= Assignment =
Leave out all pictures while repeating the records exactly and completely.

** Data under study follows **

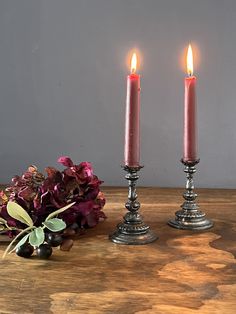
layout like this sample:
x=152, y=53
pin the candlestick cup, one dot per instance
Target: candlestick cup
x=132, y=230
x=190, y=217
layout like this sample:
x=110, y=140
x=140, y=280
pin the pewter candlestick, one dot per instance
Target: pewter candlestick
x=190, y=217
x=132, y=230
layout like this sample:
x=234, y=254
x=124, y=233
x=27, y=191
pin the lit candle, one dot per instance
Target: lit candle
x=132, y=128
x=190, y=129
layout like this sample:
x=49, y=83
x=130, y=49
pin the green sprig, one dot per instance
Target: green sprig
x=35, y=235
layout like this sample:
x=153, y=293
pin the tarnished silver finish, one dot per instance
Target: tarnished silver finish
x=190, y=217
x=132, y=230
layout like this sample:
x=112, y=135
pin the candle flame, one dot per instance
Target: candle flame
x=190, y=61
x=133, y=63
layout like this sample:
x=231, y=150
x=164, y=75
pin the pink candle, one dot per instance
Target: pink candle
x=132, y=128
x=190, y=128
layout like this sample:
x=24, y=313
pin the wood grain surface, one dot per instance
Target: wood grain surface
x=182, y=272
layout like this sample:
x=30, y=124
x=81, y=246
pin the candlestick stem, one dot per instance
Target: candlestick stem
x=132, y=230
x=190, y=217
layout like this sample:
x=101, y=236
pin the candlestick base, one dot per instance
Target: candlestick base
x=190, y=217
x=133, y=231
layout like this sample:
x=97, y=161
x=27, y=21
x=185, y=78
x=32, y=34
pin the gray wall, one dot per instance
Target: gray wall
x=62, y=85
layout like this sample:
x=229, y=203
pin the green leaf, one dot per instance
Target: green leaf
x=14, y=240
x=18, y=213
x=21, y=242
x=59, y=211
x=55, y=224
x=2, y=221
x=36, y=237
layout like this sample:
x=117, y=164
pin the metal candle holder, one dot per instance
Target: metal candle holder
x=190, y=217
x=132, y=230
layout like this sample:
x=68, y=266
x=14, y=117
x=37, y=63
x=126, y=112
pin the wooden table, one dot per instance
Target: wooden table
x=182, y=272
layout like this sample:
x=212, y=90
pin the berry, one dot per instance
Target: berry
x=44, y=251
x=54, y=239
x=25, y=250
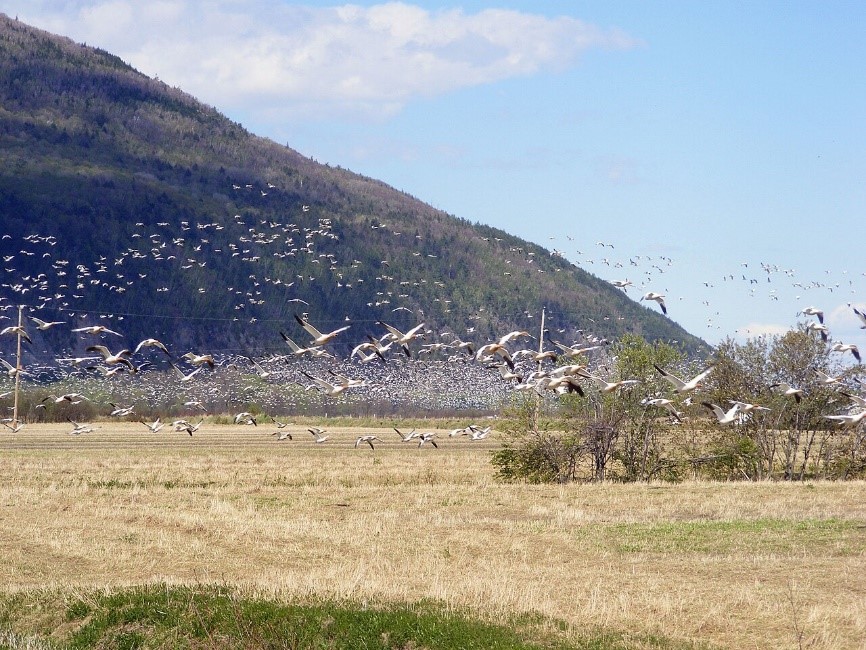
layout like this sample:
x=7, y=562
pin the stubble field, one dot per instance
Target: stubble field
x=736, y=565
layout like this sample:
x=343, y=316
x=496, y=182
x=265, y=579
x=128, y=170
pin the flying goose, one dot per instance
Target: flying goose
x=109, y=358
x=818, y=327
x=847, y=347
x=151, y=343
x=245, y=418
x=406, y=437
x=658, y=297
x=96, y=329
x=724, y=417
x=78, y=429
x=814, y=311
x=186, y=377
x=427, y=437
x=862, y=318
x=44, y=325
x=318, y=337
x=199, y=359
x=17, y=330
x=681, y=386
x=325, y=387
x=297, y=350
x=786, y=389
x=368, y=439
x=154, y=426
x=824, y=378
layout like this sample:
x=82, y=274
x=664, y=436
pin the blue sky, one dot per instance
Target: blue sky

** End of Data under study **

= Result below =
layout like this sample:
x=152, y=53
pin the candlestick cup, one dot per instance
Target: candlestick cup
x=132, y=230
x=190, y=217
layout like this sample:
x=110, y=140
x=140, y=280
pin the pewter candlestick, one dot per instance
Target: pewter candlestick
x=190, y=217
x=132, y=230
layout like this sample:
x=234, y=254
x=124, y=233
x=27, y=191
pin the lit candle, one dot per instance
Target: lit candle
x=132, y=128
x=190, y=129
layout like this sample:
x=49, y=83
x=130, y=49
pin the green sprig, one dot per instance
Target: green sprig
x=35, y=235
layout like this sample:
x=153, y=293
pin the tarnished silver finish, one dot per instance
Target: tarnished silver finish
x=190, y=217
x=132, y=230
layout like this sample:
x=112, y=135
pin the candle flame, one dot per instance
Target: candle flame
x=190, y=61
x=133, y=63
layout like this sample:
x=231, y=150
x=164, y=75
pin the pink candle, one dot per instance
Target: pink candle
x=132, y=128
x=190, y=128
layout like this sample:
x=24, y=313
pin the wood grain surface, one dot per instance
Target: wood grain surface
x=182, y=272
layout like this sample:
x=30, y=124
x=81, y=246
pin the candlestick stem, one dot per instance
Target: candlestick stem
x=132, y=230
x=190, y=217
layout like this sample:
x=101, y=236
pin the candlestick base, one dot per instance
Target: candlestick base
x=190, y=217
x=133, y=231
layout like this sample:
x=97, y=161
x=27, y=21
x=185, y=78
x=32, y=34
pin the gray wall, one dot per instance
Target: gray wall
x=62, y=85
layout like this sample:
x=229, y=203
pin the green leaf, one dot per instance
Target: green leaf
x=14, y=240
x=18, y=213
x=21, y=242
x=59, y=211
x=55, y=224
x=2, y=221
x=36, y=237
layout like this sample:
x=117, y=164
pin the metal candle holder, one dot per instance
Target: metal candle holder
x=190, y=217
x=132, y=230
layout like this sample:
x=68, y=266
x=14, y=117
x=37, y=63
x=126, y=112
pin the wooden table, one dot per instance
Target: wooden table
x=182, y=272
layout like this sample:
x=212, y=90
pin the berry, one dot per instance
Target: berry
x=44, y=251
x=54, y=239
x=25, y=250
layout like this sample:
x=7, y=562
pin the stubble field, one dot per instance
Target: stubble field
x=736, y=565
layout like this sample:
x=343, y=316
x=496, y=182
x=265, y=579
x=128, y=170
pin the flying goose, one dot per instance
Target: flying goose
x=109, y=358
x=818, y=327
x=847, y=347
x=151, y=343
x=245, y=418
x=406, y=437
x=658, y=297
x=96, y=329
x=724, y=417
x=78, y=429
x=814, y=311
x=186, y=377
x=427, y=437
x=862, y=318
x=44, y=325
x=318, y=337
x=199, y=359
x=17, y=330
x=681, y=386
x=325, y=387
x=297, y=350
x=786, y=389
x=368, y=439
x=154, y=426
x=824, y=378
layout like this sample:
x=82, y=274
x=664, y=436
pin the blue sky, one dot per instance
Target: blue sky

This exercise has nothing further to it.